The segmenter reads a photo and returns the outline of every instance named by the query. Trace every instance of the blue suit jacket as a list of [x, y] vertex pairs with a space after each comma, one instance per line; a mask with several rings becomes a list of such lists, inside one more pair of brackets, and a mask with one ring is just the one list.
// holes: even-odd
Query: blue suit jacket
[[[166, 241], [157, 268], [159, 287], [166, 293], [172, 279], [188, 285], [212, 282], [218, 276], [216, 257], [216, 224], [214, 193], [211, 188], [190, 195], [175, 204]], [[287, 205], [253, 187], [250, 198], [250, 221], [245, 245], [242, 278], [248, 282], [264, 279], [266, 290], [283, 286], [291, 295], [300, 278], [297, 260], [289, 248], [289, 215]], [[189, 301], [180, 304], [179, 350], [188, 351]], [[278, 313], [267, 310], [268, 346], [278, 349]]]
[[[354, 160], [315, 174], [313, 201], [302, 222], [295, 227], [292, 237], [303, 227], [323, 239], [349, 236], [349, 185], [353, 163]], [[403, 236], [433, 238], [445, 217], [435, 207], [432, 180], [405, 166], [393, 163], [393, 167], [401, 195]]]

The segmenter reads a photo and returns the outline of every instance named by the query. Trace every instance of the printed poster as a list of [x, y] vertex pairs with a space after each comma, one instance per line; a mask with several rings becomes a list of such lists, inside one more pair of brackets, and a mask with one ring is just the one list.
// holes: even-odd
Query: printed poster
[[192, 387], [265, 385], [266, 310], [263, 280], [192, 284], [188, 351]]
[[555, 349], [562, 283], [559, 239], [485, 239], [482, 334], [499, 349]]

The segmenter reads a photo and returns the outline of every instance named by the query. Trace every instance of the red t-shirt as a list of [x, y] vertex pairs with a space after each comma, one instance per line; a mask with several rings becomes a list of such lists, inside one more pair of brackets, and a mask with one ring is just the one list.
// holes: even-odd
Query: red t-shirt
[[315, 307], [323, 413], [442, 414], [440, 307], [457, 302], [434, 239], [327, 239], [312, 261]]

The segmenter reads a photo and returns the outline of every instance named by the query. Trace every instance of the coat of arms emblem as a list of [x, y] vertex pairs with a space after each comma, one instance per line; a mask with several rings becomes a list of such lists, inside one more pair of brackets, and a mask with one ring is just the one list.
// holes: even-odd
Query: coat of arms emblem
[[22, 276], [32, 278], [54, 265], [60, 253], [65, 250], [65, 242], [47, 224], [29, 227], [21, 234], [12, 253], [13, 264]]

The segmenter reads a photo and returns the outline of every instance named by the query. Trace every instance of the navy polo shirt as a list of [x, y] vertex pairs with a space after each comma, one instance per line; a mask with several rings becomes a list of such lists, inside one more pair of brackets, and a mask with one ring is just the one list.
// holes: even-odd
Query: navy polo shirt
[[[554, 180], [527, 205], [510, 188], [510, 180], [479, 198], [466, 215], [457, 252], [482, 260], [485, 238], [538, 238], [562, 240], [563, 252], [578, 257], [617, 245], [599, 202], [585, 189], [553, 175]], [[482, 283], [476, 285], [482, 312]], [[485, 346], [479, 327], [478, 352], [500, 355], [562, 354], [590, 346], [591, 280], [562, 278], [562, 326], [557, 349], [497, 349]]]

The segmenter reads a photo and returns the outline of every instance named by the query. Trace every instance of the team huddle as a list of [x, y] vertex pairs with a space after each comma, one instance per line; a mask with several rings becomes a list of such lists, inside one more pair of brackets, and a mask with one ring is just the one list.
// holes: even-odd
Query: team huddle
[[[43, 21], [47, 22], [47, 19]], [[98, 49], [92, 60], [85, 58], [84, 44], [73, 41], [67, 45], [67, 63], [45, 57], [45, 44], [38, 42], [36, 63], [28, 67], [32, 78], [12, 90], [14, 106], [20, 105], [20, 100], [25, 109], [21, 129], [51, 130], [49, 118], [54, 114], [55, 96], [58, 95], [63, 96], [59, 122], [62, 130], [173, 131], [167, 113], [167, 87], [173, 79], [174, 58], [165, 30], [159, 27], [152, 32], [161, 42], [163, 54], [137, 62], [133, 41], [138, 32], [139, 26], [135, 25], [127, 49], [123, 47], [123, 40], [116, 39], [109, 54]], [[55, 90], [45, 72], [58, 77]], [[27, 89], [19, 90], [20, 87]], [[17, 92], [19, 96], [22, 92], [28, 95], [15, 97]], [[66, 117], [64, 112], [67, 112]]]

Aim:
Copy out all of the items above again, replacing every "segmenter" with "outliner" and leaving everything else as it is.

The response:
The outliner reads a photo and returns the outline of every instance named by the query. Trace every instance of the blue suit jacket as a list of [x, y] vertex pairs with a space after each comma, one instance per line; a mask with several rings becomes a list of such lists, inside one more pair of brackets, and a mask with one ring is just the one list.
// holes: even-odd
Query: blue suit jacket
[[[166, 241], [157, 268], [159, 287], [166, 293], [172, 279], [188, 285], [212, 282], [218, 276], [216, 257], [216, 224], [214, 193], [211, 188], [190, 195], [175, 204]], [[287, 205], [253, 187], [250, 198], [250, 221], [245, 245], [242, 278], [248, 282], [264, 279], [266, 290], [283, 286], [291, 295], [300, 278], [297, 260], [289, 248], [289, 215]], [[189, 301], [180, 304], [179, 350], [188, 351]], [[278, 313], [267, 310], [268, 346], [278, 349]]]
[[[354, 160], [315, 174], [313, 201], [302, 222], [295, 227], [292, 237], [303, 227], [323, 239], [349, 236], [349, 185], [353, 163]], [[403, 236], [433, 238], [445, 217], [435, 207], [432, 180], [405, 166], [393, 163], [393, 167], [401, 195]]]

The outliner reads a photo and returns the outline of every instance named by the query. Trace every instance of the printed poster as a list of [x, y] vertex pairs with a space after each comma, one instance per line; a mask with several rings becomes a list of such lists, inside one more pair of brackets, and a mask with one ring is just the one list.
// holes: even-odd
Query: printed poster
[[192, 387], [265, 385], [266, 310], [263, 280], [192, 284], [188, 351]]
[[555, 349], [562, 283], [559, 239], [485, 239], [482, 334], [499, 349]]

The outliner reads a photo and returns the outline of every instance named by the query. Trace every instance of the red t-shirt as a list of [x, y] vertex pairs with a space after each comma, one instance per line; a mask with several rings becomes a list of such lists, inside one more pair of brackets, and a mask with one ring is just the one list.
// holes: even-odd
Query: red t-shirt
[[315, 307], [323, 413], [442, 414], [440, 307], [457, 302], [434, 239], [327, 239], [312, 261]]

The outliner reads a photo and returns the outline of every instance named by the query. Trace every instance of the coat of arms emblem as a list of [x, y] vertex pairs with a space after each comma, one instance per line; a mask with several rings becomes a list of such lists, inside one more pair of brackets, and a mask with one ring is just the one list.
// holes: even-odd
Query: coat of arms emblem
[[22, 276], [32, 278], [54, 265], [60, 253], [65, 250], [65, 242], [47, 224], [29, 227], [21, 234], [12, 253], [13, 264]]

The outliner reads a photo and returns the outline of every instance named by the query. Trace every instance of the navy polo shirt as a list of [x, y] vertex pairs with a space after each comma, one instance per line; a mask with several rings becomes a list of such lists, inside one more pair of brackets, and a mask with one ring is just the one list.
// holes: even-odd
Query: navy polo shirt
[[[554, 180], [527, 205], [510, 188], [510, 180], [479, 198], [466, 215], [457, 252], [482, 260], [485, 238], [538, 238], [562, 240], [563, 252], [578, 257], [617, 245], [599, 202], [585, 189], [553, 175]], [[482, 283], [476, 285], [482, 312]], [[485, 346], [479, 327], [478, 352], [500, 355], [562, 354], [590, 346], [591, 280], [562, 278], [562, 326], [557, 349], [497, 349]]]

The outliner reads a photo and returns the outline of every instance named by the query. Trace every instance of the team huddle as a list of [x, y] vertex pairs with a space after each comma, one instance per line; a mask with several rings becomes a list of such lists, inside one more pair of brackets, and a mask with one ring is just the one list.
// holes: even-odd
Query: team huddle
[[[43, 21], [47, 22], [47, 19]], [[98, 49], [92, 60], [85, 58], [84, 44], [73, 41], [67, 45], [67, 63], [45, 57], [45, 44], [38, 42], [36, 63], [28, 67], [32, 78], [12, 90], [14, 106], [20, 105], [20, 100], [25, 109], [21, 129], [51, 130], [49, 118], [54, 114], [55, 96], [58, 95], [63, 96], [59, 122], [62, 130], [173, 131], [167, 113], [167, 87], [173, 79], [174, 58], [165, 30], [159, 27], [152, 32], [161, 42], [163, 54], [137, 62], [133, 41], [138, 32], [139, 26], [135, 25], [127, 49], [123, 47], [123, 40], [116, 39], [109, 54]], [[55, 90], [45, 72], [58, 77]], [[27, 89], [19, 90], [20, 87]], [[17, 92], [19, 96], [22, 92], [28, 95], [15, 97]], [[66, 117], [64, 112], [67, 112]]]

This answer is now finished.